**MATERIAL FOR THIS EXERCISE**
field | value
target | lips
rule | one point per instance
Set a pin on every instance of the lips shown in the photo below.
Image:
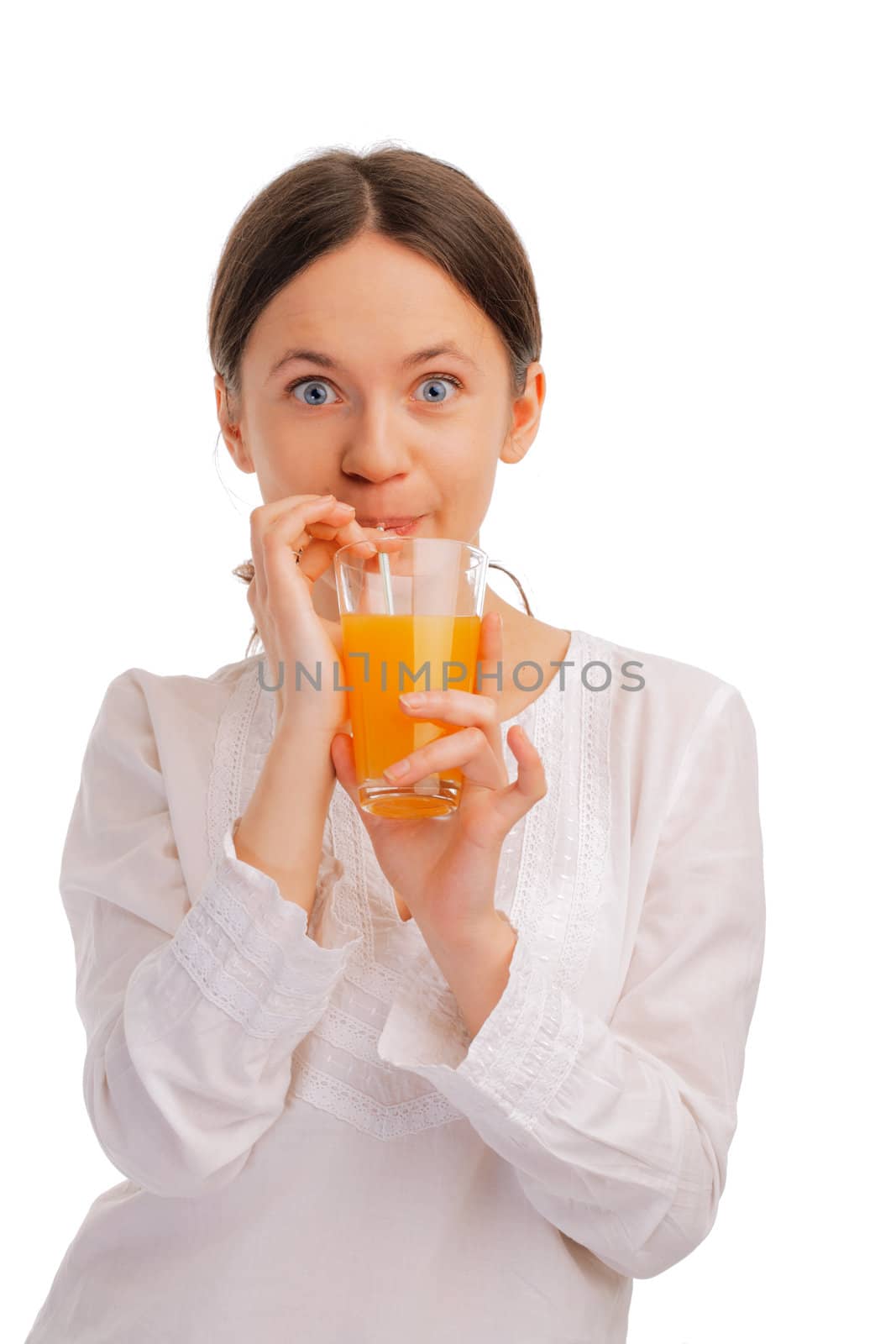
(399, 526)
(389, 522)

**WHAT IS EXPECTED**
A verbatim transcript of the entries above is required, with the pictures left out.

**ANSWER FOR THE TASK**
field | value
target | lips
rule | one point per instance
Set a pin on every instance of the lips shown in the photo below.
Image:
(399, 526)
(389, 522)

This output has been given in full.